[TO DO] Reproduce only the lines from the line containing "For the audit, pick out each instance of the frost-covered" to the end of the entries below, including both of those lines.

(Extracted records)
'''
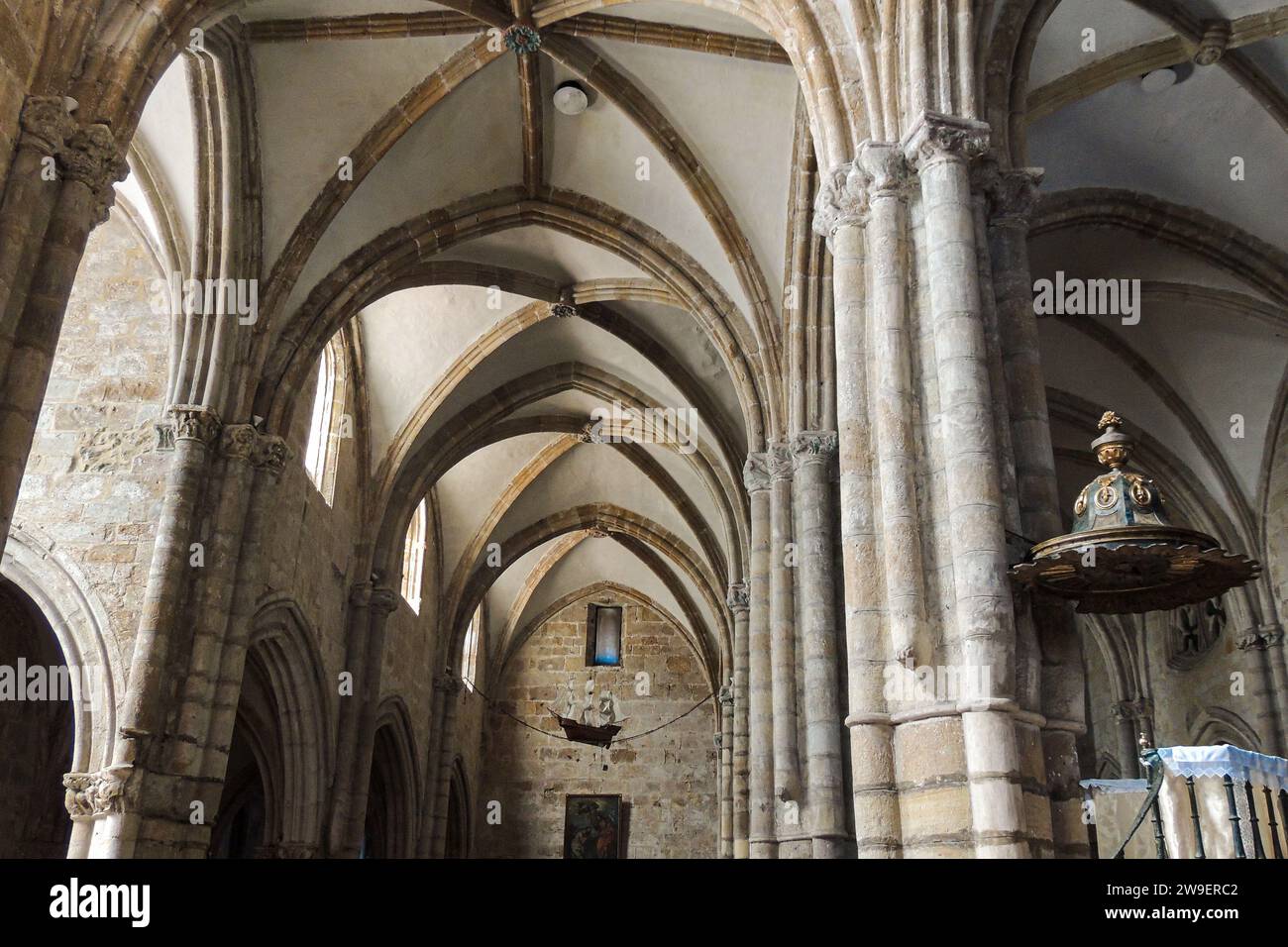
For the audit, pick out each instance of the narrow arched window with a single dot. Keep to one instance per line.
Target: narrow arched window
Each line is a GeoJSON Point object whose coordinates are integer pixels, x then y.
{"type": "Point", "coordinates": [413, 558]}
{"type": "Point", "coordinates": [471, 650]}
{"type": "Point", "coordinates": [322, 453]}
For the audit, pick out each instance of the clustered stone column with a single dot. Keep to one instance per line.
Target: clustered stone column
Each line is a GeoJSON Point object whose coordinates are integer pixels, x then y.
{"type": "Point", "coordinates": [941, 147]}
{"type": "Point", "coordinates": [447, 685]}
{"type": "Point", "coordinates": [725, 741]}
{"type": "Point", "coordinates": [763, 840]}
{"type": "Point", "coordinates": [793, 843]}
{"type": "Point", "coordinates": [1012, 196]}
{"type": "Point", "coordinates": [172, 746]}
{"type": "Point", "coordinates": [1270, 682]}
{"type": "Point", "coordinates": [927, 491]}
{"type": "Point", "coordinates": [39, 265]}
{"type": "Point", "coordinates": [739, 603]}
{"type": "Point", "coordinates": [814, 453]}
{"type": "Point", "coordinates": [840, 214]}
{"type": "Point", "coordinates": [370, 605]}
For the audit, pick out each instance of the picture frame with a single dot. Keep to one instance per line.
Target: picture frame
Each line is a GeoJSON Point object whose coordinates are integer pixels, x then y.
{"type": "Point", "coordinates": [593, 826]}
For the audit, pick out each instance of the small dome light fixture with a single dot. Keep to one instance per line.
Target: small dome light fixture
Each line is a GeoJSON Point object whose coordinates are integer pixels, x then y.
{"type": "Point", "coordinates": [1158, 80]}
{"type": "Point", "coordinates": [1124, 557]}
{"type": "Point", "coordinates": [571, 98]}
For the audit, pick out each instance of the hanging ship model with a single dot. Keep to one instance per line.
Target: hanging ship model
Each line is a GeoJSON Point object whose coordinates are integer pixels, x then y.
{"type": "Point", "coordinates": [593, 720]}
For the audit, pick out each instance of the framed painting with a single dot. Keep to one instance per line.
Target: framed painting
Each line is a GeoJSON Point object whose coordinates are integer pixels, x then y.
{"type": "Point", "coordinates": [592, 827]}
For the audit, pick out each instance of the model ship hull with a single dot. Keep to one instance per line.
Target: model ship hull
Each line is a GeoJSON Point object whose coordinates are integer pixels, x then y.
{"type": "Point", "coordinates": [581, 733]}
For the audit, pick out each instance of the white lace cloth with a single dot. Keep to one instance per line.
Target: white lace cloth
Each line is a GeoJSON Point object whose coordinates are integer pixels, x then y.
{"type": "Point", "coordinates": [1225, 761]}
{"type": "Point", "coordinates": [1115, 804]}
{"type": "Point", "coordinates": [1115, 785]}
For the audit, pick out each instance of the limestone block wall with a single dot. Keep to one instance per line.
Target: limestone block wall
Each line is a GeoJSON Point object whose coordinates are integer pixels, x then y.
{"type": "Point", "coordinates": [94, 479]}
{"type": "Point", "coordinates": [668, 780]}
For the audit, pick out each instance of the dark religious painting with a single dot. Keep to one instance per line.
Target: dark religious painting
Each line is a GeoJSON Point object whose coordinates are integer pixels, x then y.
{"type": "Point", "coordinates": [592, 827]}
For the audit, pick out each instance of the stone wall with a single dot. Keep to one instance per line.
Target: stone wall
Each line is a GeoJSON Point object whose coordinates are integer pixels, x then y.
{"type": "Point", "coordinates": [94, 479]}
{"type": "Point", "coordinates": [668, 780]}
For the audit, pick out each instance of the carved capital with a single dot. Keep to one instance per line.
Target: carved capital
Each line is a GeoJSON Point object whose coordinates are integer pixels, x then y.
{"type": "Point", "coordinates": [1012, 195]}
{"type": "Point", "coordinates": [447, 684]}
{"type": "Point", "coordinates": [814, 446]}
{"type": "Point", "coordinates": [194, 423]}
{"type": "Point", "coordinates": [90, 158]}
{"type": "Point", "coordinates": [938, 138]}
{"type": "Point", "coordinates": [292, 849]}
{"type": "Point", "coordinates": [239, 441]}
{"type": "Point", "coordinates": [270, 455]}
{"type": "Point", "coordinates": [46, 123]}
{"type": "Point", "coordinates": [360, 594]}
{"type": "Point", "coordinates": [842, 200]}
{"type": "Point", "coordinates": [781, 462]}
{"type": "Point", "coordinates": [1214, 43]}
{"type": "Point", "coordinates": [738, 598]}
{"type": "Point", "coordinates": [885, 169]}
{"type": "Point", "coordinates": [382, 600]}
{"type": "Point", "coordinates": [522, 39]}
{"type": "Point", "coordinates": [755, 474]}
{"type": "Point", "coordinates": [1133, 711]}
{"type": "Point", "coordinates": [90, 795]}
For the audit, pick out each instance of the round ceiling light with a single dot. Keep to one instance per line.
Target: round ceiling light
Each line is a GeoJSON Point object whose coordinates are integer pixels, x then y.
{"type": "Point", "coordinates": [571, 98]}
{"type": "Point", "coordinates": [1158, 80]}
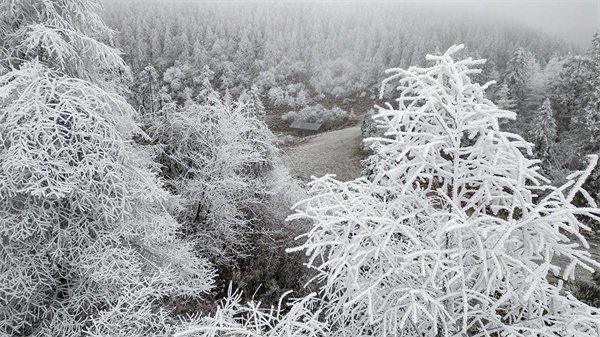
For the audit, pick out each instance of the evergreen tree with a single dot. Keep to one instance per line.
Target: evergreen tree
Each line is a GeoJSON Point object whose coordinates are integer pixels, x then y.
{"type": "Point", "coordinates": [455, 231]}
{"type": "Point", "coordinates": [502, 98]}
{"type": "Point", "coordinates": [572, 91]}
{"type": "Point", "coordinates": [544, 131]}
{"type": "Point", "coordinates": [518, 71]}
{"type": "Point", "coordinates": [88, 247]}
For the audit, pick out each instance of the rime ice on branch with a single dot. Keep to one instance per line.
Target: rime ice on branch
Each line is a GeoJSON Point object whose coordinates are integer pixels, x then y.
{"type": "Point", "coordinates": [455, 231]}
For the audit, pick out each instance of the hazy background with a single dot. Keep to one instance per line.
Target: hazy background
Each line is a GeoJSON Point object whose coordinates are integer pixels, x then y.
{"type": "Point", "coordinates": [574, 21]}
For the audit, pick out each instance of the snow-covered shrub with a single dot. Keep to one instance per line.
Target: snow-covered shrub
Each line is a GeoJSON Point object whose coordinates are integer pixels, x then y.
{"type": "Point", "coordinates": [455, 231]}
{"type": "Point", "coordinates": [233, 318]}
{"type": "Point", "coordinates": [329, 118]}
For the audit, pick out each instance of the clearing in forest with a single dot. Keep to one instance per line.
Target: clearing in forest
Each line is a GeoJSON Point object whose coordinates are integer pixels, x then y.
{"type": "Point", "coordinates": [338, 152]}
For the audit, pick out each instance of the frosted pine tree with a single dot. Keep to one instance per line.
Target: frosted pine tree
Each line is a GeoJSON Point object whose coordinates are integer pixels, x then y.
{"type": "Point", "coordinates": [215, 157]}
{"type": "Point", "coordinates": [63, 34]}
{"type": "Point", "coordinates": [88, 246]}
{"type": "Point", "coordinates": [544, 130]}
{"type": "Point", "coordinates": [518, 71]}
{"type": "Point", "coordinates": [456, 231]}
{"type": "Point", "coordinates": [503, 100]}
{"type": "Point", "coordinates": [590, 119]}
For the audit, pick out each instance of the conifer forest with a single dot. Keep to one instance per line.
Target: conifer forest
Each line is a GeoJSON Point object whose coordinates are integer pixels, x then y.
{"type": "Point", "coordinates": [295, 169]}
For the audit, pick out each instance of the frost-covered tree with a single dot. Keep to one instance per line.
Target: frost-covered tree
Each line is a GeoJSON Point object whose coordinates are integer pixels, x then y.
{"type": "Point", "coordinates": [590, 119]}
{"type": "Point", "coordinates": [502, 98]}
{"type": "Point", "coordinates": [215, 156]}
{"type": "Point", "coordinates": [63, 34]}
{"type": "Point", "coordinates": [88, 244]}
{"type": "Point", "coordinates": [88, 247]}
{"type": "Point", "coordinates": [233, 318]}
{"type": "Point", "coordinates": [455, 231]}
{"type": "Point", "coordinates": [544, 130]}
{"type": "Point", "coordinates": [572, 91]}
{"type": "Point", "coordinates": [518, 71]}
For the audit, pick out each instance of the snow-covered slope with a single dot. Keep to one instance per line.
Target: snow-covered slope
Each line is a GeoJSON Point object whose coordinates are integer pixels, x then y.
{"type": "Point", "coordinates": [336, 152]}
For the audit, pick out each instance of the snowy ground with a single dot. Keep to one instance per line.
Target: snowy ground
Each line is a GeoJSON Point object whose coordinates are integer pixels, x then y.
{"type": "Point", "coordinates": [336, 152]}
'''
[RESULT BELOW]
For the audit, pick out each instance of the frost-covered tree with a single dot. Keep to one instance per line.
Target: frost-covered tree
Each line is a GeoJSON Point object whose coordinates are integer pixels, x then y.
{"type": "Point", "coordinates": [590, 119]}
{"type": "Point", "coordinates": [502, 98]}
{"type": "Point", "coordinates": [215, 156]}
{"type": "Point", "coordinates": [63, 34]}
{"type": "Point", "coordinates": [88, 244]}
{"type": "Point", "coordinates": [88, 247]}
{"type": "Point", "coordinates": [233, 318]}
{"type": "Point", "coordinates": [455, 231]}
{"type": "Point", "coordinates": [544, 130]}
{"type": "Point", "coordinates": [572, 91]}
{"type": "Point", "coordinates": [518, 71]}
For the audit, pick out each instance of the snow-covered slope with a single dot. Keep to one instance per line.
Target: snow-covered slope
Each line is a GeoJSON Point object whose coordinates are integer pixels, x then y.
{"type": "Point", "coordinates": [336, 152]}
For the audit, pick out each instance of the snowy ground with a single dot. Keep to one instance per line.
Target: snowy ground
Each line is a GeoJSON Point object whose coordinates are integer pixels, x then y.
{"type": "Point", "coordinates": [336, 152]}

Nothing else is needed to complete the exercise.